◆ Excerpt provided ◆
Fix localMidnight

[andris-zalitis]

In some cases localMidnight(longitude:) returns wrong value.

let jd = JulianDay(year: 2016, month: 12, day: 20, hour: 3, minute: 5, second: 3.5)

let longitude4 = 90.0.degrees
print(jd.localMidnight(longitude: longitude4).date)
// Prints 2016-12-20 06:00:00 +0000

If we're on longitude W 90, and current time is December 20th, 03:05 UTC, then the date is not actually December 20th for us yet. December 20th will come when time is December 20th, 06:00 UTC.

• So what is December 20th, 03:05 UTC on longitude W 90?
  • It's evening of December 19th. I.e. by local time it would be December 19th, 21:05.
• So which date is it?
  • December 19th.
• So what's the UTC time of local midnight?
  • December 19th, 06:00 UTC.

[onekiloparsec]

Hello Andris. Thanks for questioning this. It is really a tricky question, and we may need to actually change the method signature instead.

This method is intended to not refer to any date object, as it is a complex concept. The idea is to have a simple mean to have a geographic/longitudinal shift from midnight UTC. In that sense, it is not the midnight in the usual human sense. Move left or right in longitude by some kilometers, and the value will change, whatever the timezone.

In that sense, the method provides this convenient shift. Mut maybe we should find some better naming?

[andris-zalitis]

I see. I have say I had a suspicion that it could be that this is the intended way. So it's only about naming then.

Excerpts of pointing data
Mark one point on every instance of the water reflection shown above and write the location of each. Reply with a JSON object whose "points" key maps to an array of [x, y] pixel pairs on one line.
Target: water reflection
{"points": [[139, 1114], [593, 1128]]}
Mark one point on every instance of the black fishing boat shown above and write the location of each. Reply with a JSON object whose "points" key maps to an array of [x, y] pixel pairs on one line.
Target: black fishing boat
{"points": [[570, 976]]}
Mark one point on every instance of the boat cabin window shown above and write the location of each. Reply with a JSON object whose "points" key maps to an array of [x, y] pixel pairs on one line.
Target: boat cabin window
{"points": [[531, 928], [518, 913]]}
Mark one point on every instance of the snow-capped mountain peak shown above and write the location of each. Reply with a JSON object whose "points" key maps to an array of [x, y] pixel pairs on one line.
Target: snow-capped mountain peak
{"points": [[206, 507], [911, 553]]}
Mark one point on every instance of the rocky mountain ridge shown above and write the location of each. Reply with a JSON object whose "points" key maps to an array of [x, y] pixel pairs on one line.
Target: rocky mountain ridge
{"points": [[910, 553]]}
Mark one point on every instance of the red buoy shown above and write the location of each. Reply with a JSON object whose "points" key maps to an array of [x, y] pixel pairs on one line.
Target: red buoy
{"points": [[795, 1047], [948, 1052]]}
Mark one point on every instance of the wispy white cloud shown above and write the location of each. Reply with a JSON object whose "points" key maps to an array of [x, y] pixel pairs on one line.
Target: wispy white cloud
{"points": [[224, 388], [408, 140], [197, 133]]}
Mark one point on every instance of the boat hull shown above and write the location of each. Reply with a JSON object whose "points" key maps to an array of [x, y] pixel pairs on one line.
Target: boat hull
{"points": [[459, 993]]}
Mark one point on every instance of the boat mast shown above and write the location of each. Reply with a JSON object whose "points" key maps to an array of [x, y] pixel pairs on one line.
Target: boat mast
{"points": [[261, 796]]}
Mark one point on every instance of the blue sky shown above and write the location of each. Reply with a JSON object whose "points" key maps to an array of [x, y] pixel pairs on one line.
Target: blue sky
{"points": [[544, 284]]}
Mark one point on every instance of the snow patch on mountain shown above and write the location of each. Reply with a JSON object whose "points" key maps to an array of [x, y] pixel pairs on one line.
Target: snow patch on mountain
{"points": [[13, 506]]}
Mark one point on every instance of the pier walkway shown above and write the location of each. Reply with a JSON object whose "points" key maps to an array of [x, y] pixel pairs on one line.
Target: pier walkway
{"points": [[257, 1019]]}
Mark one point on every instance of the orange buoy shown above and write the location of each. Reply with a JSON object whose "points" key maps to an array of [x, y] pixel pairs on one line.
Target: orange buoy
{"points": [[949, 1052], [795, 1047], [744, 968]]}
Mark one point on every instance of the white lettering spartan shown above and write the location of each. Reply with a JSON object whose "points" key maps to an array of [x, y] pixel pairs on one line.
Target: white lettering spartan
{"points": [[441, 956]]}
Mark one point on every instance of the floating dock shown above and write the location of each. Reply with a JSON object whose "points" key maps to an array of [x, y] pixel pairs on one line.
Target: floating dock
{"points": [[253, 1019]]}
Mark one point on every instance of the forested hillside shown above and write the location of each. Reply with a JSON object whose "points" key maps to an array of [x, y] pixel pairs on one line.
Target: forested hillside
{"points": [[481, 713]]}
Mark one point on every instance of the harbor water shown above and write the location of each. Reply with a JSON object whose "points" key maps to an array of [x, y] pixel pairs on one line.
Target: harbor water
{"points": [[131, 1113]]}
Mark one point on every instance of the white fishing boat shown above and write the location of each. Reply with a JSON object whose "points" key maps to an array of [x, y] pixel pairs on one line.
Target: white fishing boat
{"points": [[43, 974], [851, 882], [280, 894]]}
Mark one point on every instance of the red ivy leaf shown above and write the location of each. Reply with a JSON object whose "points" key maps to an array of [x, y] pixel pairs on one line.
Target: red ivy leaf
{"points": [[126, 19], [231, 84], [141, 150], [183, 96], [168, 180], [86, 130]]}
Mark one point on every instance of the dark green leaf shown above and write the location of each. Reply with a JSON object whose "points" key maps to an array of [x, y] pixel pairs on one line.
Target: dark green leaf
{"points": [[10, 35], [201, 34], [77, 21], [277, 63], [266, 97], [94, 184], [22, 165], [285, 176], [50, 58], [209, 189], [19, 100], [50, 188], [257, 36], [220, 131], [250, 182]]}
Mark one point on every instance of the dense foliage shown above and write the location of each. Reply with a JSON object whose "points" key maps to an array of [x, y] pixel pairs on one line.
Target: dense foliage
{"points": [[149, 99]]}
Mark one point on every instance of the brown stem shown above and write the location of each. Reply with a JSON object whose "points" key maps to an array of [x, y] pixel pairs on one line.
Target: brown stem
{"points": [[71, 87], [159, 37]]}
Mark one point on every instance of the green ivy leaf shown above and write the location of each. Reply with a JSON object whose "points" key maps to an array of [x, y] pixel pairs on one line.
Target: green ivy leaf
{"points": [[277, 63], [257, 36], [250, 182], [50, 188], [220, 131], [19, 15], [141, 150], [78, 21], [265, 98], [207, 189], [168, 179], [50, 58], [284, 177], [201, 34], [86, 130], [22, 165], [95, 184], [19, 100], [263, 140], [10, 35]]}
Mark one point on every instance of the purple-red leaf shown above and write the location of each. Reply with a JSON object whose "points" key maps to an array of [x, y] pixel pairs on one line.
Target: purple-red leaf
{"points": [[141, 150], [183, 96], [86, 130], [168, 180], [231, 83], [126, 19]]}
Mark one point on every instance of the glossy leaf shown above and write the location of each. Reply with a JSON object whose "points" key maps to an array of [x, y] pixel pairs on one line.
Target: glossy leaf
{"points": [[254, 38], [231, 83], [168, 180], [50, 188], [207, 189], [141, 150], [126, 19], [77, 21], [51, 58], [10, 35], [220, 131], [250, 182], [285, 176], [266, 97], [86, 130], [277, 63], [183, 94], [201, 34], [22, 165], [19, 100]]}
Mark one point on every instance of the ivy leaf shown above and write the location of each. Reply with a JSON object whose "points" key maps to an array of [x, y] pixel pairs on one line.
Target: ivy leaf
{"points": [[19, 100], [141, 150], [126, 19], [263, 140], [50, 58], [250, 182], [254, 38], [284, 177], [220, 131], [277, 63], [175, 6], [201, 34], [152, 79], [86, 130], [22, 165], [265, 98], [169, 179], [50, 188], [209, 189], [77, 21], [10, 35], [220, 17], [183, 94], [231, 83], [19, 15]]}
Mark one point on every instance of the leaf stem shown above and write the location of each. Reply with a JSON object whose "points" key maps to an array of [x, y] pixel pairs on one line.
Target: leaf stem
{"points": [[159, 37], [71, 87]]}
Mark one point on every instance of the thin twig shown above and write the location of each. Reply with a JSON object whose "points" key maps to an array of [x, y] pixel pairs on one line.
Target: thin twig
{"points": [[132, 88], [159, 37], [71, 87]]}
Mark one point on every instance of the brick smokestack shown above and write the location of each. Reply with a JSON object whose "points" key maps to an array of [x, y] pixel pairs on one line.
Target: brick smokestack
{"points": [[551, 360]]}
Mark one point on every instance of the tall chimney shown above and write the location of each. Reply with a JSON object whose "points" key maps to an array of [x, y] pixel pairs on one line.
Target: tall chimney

◆ Work instructions ◆
1. Name every parameter label passed to the JulianDay initializer in the code of the localMidnight thread.
2. Pick out each line of the rows that contains the word "orange".
The localMidnight thread and the rows have no connection to each other.

◆ Task-by-task results ◆
1. year, month, day, hour, minute, second

2.
Mark one point on every instance of the orange buoy shown above and write the location of each. Reply with a JSON object whose "points" key maps to an array of [x, y] pixel pairs on one line.
Target: orange buoy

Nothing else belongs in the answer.